**What to work on:** List every university named in the post on sustainability and library programming below.

>> BEGIN Extract

Sustainability and Library Programming

By Laura L. Barnes

Two things on my radar this week were the ILA Annual Conference (a hearty thank you to the ILA staff and conference planning committee for another terrific event) and an article in American Libraries about library programming related to climate change and sustainability. Thus, this post about library programming and sustainability.

The American Libraries article looks at how libraries are designing programs to address issues related to climate change in their communities. Some of the highlights include:

  • Santa Monica Public Library’s (SMPL) Green Prize for Sustainable Literature, which they offer in partnership with the city’s Office of Sustainability and the Environment. The prize recognizes authors, illustrators, and publishers whose books “make significant contributions to, support the ideas of, and broaden public awareness of sustainability.” SMPL also does a great deal of additional sustainability programming, as well as public education about the environmental features of their building.
  • The Greenwich (Conn.) Library (GPL) and La Crosse (Wisc.) Public Library (LCPL) partnered with local universities to identify speakers to discuss how climate change impacts their respective communities. GPL brought in speakers from Columbia University and Yale University. LCPL partnered with the University of Wisconsin-La Crosse to host screenings of two TedX talks, followed by a public discussion of the issues.

>> END Extract
>> BEGIN Data shown

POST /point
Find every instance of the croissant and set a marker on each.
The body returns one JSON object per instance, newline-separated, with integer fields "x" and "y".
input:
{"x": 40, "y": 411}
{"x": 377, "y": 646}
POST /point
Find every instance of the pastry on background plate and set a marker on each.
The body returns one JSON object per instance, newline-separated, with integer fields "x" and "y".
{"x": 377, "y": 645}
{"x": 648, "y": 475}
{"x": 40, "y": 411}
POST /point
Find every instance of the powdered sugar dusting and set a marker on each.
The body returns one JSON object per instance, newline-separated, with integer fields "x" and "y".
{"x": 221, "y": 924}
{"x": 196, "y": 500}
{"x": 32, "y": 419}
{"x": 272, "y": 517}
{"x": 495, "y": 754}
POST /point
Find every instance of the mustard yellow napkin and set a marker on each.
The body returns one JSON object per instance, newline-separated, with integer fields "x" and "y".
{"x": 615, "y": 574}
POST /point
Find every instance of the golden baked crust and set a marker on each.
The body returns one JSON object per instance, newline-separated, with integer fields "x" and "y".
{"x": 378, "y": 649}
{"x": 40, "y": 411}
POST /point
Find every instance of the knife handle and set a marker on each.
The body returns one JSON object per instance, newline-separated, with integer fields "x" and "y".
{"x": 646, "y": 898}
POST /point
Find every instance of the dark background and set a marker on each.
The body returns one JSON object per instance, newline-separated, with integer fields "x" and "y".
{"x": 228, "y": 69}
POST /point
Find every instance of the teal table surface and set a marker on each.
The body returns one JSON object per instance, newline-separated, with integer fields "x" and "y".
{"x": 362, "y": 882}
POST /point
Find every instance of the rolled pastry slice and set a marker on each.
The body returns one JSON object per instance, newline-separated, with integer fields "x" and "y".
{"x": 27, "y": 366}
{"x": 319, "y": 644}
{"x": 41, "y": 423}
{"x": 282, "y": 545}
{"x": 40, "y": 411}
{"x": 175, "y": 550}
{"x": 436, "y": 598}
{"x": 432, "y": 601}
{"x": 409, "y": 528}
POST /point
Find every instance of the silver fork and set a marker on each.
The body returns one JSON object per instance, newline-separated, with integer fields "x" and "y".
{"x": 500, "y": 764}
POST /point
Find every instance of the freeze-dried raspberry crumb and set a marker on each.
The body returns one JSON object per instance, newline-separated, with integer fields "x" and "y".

>> END Data shown

**Result of this task:**
Columbia University
Yale University
University of Wisconsin-La Crosse